● Vorliegender Text:

+--

Gefährlicher Kult um Hexen
Autor: Petra Malbrich
Forchheim, Freitag, 28. April 2017
Das Mystische und Geheimnisvolle, das Hexen umgibt, fasziniert immer wieder auch Jugendliche im Raum Forchheim.
"Pass auf, sie hat wieder ihre schwarze Phase," das braucht die Mutter heute zu Sarahs Freund nur zu sagen. Er weiß dann Bescheid, dass Sarah wieder von jener niederdrückenden Stimmung beherrscht wird, die sich irgendwann nach dem Treffen mit anderen "Hexen" eingestellt hatte.
Angefangen hat das Sarahs Interesse für Hexen ganz harmlos. Das Mystische und Geheimnisvolle, das sich hinter dem Wort "Hexen" verbirgt, fand sie zunächst attraktiv. Es ging ihr um Wissen, um Magie und Hellsehen, ein wenig auch um Liebespendeln. Im Internet tauchte sie immer tiefer in die Materie hinab, lernte auch andere "Hexen" kennen und traf sich schließlich mit ihnen in der Walpurgisnacht, in der Nacht vom 30. April auf 1. Mai.

+--

● Gespeicherte Daten:
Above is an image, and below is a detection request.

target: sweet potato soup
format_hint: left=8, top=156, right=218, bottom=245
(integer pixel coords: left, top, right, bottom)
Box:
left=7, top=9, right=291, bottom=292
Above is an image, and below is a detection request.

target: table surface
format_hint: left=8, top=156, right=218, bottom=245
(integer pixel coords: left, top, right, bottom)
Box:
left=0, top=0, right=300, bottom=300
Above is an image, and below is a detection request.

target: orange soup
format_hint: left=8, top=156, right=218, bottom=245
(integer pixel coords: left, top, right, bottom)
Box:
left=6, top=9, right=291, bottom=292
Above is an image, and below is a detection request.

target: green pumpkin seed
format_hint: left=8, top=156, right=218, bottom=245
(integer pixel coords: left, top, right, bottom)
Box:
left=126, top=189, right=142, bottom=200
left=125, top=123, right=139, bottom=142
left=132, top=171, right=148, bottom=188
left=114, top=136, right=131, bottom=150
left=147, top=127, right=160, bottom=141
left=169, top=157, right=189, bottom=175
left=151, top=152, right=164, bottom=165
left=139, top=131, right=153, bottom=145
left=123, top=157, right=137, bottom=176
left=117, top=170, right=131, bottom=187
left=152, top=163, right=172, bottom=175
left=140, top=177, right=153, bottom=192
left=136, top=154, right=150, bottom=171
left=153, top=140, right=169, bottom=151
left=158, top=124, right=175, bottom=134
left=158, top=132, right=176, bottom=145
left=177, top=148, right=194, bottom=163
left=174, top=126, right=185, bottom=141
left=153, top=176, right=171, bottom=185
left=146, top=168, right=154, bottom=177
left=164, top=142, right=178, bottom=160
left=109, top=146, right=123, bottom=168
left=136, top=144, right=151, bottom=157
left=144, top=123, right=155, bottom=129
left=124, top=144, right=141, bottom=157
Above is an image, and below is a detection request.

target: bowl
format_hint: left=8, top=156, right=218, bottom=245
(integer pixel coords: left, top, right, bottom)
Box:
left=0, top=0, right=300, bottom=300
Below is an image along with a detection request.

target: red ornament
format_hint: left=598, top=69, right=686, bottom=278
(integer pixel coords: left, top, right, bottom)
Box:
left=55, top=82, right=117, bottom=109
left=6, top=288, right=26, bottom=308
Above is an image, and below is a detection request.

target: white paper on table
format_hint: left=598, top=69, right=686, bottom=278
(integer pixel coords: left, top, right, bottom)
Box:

+--

● Aufgaben:
1. In welcher Nacht traf sich Sarah laut dem Text über den Hexenkult mit den anderen „Hexen“?
2. Formatieren Sie den Abschnitt der Einträge von der Zeile mit „Below is an“ bis zum Ende der Einträge als JSON-Liste von Zeichenketten. Jede Zeile wird zu einem Element, Leerzeilen entfallen.

● Lösungen:
1. In der Walpurgisnacht, der Nacht vom 30. April auf 1. Mai.

2.
[
  "Below is an image along with a detection request.",
  "target: red ornament",
  "format_hint: left=598, top=69, right=686, bottom=278",
  "(integer pixel coords: left, top, right, bottom)",
  "Box:",
  "left=55, top=82, right=117, bottom=109",
  "left=6, top=288, right=26, bottom=308",
  "Above is an image, and below is a detection request.",
  "target: white paper on table",
  "format_hint: left=598, top=69, right=686, bottom=278",
  "(integer pixel coords: left, top, right, bottom)",
  "Box:"
]